Although I did chew Fruit Stripe gum in the 60's, my favorite was Bazooka bubble gum. I would save up the comics to send away for special items. One in particular was a heart shaped perfume necklace. I wish I still had it today!
Avon was popular for decades, Boy’s Life magazine was my first magazine I had a subscription to before video game magazines, Tang actually reformulated their drink mix decades later to taste better, it actually tasted close to Country Time or Hi C! Also Fruit Stripe gum flavor lasted too short, that people stopped buying them! We used to have carousel slide projectors from the 1960s, that was our household item that we viewed photos on a big screen!
I still drink eight o'clock coffee... I am so glad that when A&P went out of business that 8 o'clock went on the market for all stores to carry. I try many brands of coffee and keep going back to 8 o'clock both original and columbine. Just so good to smell and taste first thing in the morning. Great memories o A&P.
Had an etch a sketch in the 60’s and my daughter in the 80’s. Never liked Tang. I remember going to the grocery store in the 60’s and my mom putting a coffee bag on a grinder. Pressed a button and it ground for her. One year while in high school I bought everyone Avon for Christmas. I was only part time at McDonald’s then. We had a bright yellow wall phone in our kitchen above the desk. Our basement was finished in red and black. We had a red rotary phone on the bar.
The Hoover Constellation was a much bigger hit in every home than the dial-a-matic. Another mega hit not mentioned are the Maytag washer and dryer twin.
Awesome video! In '72 my parents bougt a house built in '56. It had a small kitchen with a stowable, pull out electric stove and an overhead oven at one end and at the other a small breakfast nook seperated by a folding phone station on one side and a fold up ironing station on the other. In 1980 I helped my dad tear it all out and haul it away. At 18 years old I thought to myself that this kitchen was huge after living with it being small for eight years. They sold in 2000 and even then many perspective buyers commented on how big the kitchen was even though it was just a kitchen that only had kitchen things in it instead of all those other things. 50s and 60s homes were interesting but not very practical.
Nope, they still sell sucrets in the store and, were never taken off the market! They were around in the 70s and, they still put out commercials in the 80s, my mom always kept them in the house along with the throat spray because, I always got bad sore throats from time to time.
My mom actually always had SOS Scouring Pads under the sink along with Copper Glo Cleanser for the bottoms of her Revereware! I had to stop the video and go look up the Coppertone ad because I remember there being a motion billboard of the little girl with the dog tugging at her bathing suit bottom in the next town over from where I grew up near a popular car wash!

------------------------------------

• [YOUR TASKS]
a – From the comments on 1960s household products and brands, write out the part that opens with the words containing "The Hoover Constellation" and closes with "not very practical.".
b – Translate this sentence from the comments on 1960s household products into Spanish: "The Hoover Constellation was a much bigger hit in every home than the dial-a-matic."
c – Proceed with the comments on 1960s household products, picking up after their final sentence.

------------------------------------

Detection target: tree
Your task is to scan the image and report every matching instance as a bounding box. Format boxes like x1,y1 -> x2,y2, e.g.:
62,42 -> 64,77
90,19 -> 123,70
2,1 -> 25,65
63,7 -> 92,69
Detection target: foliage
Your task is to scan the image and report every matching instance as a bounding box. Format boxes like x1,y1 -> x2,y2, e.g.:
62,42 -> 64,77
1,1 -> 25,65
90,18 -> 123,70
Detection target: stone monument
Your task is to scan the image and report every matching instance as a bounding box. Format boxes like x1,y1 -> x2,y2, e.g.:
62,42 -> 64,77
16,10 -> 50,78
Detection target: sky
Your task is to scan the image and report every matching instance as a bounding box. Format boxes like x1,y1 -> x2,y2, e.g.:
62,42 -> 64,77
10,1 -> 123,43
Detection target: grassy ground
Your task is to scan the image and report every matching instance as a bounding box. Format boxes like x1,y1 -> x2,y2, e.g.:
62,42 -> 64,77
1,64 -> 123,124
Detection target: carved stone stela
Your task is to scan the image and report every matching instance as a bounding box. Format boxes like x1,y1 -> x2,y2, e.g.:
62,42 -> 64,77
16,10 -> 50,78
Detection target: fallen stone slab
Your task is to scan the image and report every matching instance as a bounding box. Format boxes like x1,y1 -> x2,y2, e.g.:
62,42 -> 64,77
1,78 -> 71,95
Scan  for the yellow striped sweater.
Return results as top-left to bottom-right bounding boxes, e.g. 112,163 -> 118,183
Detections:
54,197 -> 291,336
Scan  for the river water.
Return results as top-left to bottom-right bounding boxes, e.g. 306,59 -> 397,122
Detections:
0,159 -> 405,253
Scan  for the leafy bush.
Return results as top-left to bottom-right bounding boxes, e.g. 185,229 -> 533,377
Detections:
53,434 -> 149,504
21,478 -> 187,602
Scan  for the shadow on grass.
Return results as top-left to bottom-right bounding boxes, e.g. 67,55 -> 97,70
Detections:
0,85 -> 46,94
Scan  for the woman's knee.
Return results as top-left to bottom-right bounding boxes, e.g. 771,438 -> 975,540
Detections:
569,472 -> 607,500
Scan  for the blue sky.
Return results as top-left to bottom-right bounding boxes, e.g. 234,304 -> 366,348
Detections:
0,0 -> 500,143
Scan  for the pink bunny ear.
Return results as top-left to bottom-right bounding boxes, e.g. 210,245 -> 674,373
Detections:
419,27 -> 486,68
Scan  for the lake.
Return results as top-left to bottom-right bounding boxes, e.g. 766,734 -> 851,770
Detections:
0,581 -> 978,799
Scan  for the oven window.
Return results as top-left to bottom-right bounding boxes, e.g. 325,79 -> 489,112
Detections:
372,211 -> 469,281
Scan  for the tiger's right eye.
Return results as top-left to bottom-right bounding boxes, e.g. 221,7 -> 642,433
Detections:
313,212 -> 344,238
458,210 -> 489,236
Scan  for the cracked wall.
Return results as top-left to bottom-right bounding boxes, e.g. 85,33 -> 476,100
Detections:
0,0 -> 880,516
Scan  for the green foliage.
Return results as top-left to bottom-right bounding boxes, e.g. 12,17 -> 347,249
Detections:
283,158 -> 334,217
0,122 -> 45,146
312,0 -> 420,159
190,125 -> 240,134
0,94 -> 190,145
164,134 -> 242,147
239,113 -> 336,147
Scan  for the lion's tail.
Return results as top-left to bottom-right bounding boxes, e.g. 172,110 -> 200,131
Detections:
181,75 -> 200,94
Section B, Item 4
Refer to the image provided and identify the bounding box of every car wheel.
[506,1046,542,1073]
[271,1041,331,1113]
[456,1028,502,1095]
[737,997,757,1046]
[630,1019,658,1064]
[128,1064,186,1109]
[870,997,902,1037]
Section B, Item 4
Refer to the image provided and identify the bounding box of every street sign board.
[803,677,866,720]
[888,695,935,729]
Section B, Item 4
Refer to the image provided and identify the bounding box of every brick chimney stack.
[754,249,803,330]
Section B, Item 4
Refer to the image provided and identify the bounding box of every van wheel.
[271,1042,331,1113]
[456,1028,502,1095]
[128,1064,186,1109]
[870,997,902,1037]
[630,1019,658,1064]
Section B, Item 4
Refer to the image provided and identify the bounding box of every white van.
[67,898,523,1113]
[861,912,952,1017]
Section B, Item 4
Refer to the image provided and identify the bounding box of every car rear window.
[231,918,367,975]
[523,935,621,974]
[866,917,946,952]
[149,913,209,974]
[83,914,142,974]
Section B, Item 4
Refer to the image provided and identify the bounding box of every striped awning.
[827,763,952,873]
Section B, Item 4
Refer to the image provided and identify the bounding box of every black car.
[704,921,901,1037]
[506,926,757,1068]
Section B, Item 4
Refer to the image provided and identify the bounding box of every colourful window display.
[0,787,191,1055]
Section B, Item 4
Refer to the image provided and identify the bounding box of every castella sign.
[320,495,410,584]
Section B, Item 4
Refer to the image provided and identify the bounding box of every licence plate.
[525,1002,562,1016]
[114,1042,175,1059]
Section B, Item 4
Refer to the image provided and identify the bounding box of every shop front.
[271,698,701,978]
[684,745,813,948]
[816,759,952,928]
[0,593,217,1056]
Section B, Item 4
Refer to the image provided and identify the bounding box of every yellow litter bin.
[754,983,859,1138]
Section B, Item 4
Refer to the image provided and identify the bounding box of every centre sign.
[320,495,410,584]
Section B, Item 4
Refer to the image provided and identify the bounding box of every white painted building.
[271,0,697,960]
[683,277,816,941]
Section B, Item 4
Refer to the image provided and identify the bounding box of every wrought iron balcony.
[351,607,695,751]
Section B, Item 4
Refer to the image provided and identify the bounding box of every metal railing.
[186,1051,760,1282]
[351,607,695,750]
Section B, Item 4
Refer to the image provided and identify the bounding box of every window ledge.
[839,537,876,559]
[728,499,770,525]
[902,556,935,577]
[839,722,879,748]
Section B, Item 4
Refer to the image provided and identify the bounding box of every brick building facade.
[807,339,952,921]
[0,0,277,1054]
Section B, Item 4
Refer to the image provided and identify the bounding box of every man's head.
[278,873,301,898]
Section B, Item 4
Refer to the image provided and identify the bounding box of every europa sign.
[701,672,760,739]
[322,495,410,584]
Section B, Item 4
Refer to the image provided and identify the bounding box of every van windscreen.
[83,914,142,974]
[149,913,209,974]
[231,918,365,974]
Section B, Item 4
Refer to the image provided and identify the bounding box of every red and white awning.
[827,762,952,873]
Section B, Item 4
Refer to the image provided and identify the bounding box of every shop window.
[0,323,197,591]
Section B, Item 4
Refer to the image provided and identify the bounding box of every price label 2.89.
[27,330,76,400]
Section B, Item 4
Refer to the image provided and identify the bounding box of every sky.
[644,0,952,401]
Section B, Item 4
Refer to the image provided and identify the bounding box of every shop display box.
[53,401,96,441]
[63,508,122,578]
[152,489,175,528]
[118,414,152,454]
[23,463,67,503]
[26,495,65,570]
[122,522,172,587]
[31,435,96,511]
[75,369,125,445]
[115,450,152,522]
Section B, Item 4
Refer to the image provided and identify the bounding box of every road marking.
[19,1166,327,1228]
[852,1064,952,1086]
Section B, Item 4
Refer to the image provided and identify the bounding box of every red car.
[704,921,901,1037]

------------------------------------

• [THE RESULTS]
a –
The Hoover Constellation was a much bigger hit in every home than the dial-a-matic. Another mega hit not mentioned are the Maytag washer and dryer twin.
Awesome video! In '72 my parents bougt a house built in '56. It had a small kitchen with a stowable, pull out electric stove and an overhead oven at one end and at the other a small breakfast nook seperated by a folding phone station on one side and a fold up ironing station on the other. In 1980 I helped my dad tear it all out and haul it away. At 18 years old I thought to myself that this kitchen was huge after living with it being small for eight years. They sold in 2000 and even then many perspective buyers commented on how big the kitchen was even though it was just a kitchen that only had kitchen things in it instead of all those other things. 50s and 60s homes were interesting but not very practical.

b – La Hoover Constellation fue un éxito mucho mayor en todos los hogares que la dial-a-matic.

c –
I watched American bandstand every Afternoon after school. I practiced singing into my hair brush for a Mike. I loved Motown 45 records and coke or Pepsi with pop corn I popped with butter on top.
My son who's 8 years old came to me a couple of months ago asking for an etch-a-sketch. I remember having one as a kid. They always seem to make a comeback every generation. It's perfect and we'll be getting one soon to add to our collection of offline, no electricity required games for the home.
@@gustavsorensen9301 When you are struggling, whether it’s problems at work, low self-esteem, conflicts in your relationships, etc., it feels much better to funnel your negative energy into blaming someone else than to confront your own role in your problems. A lot of people, like YOU join hate groups because it allows them to funnel the blame for all of their problems into another group of people while being supported by a group of people who share their beliefs and make them feel like they belong.
My mom wore Arpege. It was beautiful on her. She recently passed and there were many special memories that these posts evoke. (TBH, I am dreading Mother's Day).
I remember playing Life back in the 1970s as a kid with my brother and mom- - we played the game so a much we wore out the spinner! I also remember the smell of Coppertone Oil and Tanning Butter, I'd love to get my hands on some today but I know they don't make it anymore. Life was much simpler with our rotary phones, Sucrets (they tasted horrible) and Fruit Stripe Gum. Great time to grow up.
Love be able to use those rotory phones again. Ours was black. I still remember the original phone number. I think stating prices from way back when would be interesting.
I was born in 1965. My late grandparents shopped (they referred to it as "traded" because they were in the Southern U.S) at the local A&P. Saw a ton of "8 o'clock" coffee brewed in their kitchen. Thanks for the memory!
All of these were in my home. A funny story about coffee - in the mid-70s, my husband was transferred to Brazil. We spent 5 months living in the Sao Paulo Hilton until our apartment was ready. Every morning, I had breakfast in the hotel dining room. There were a lot of groups of tourists who stayed there. I use to LMBO when American women would ask for hot water, then pull a jar of instant coffee from their purses. Who takes coffee to Brazil?????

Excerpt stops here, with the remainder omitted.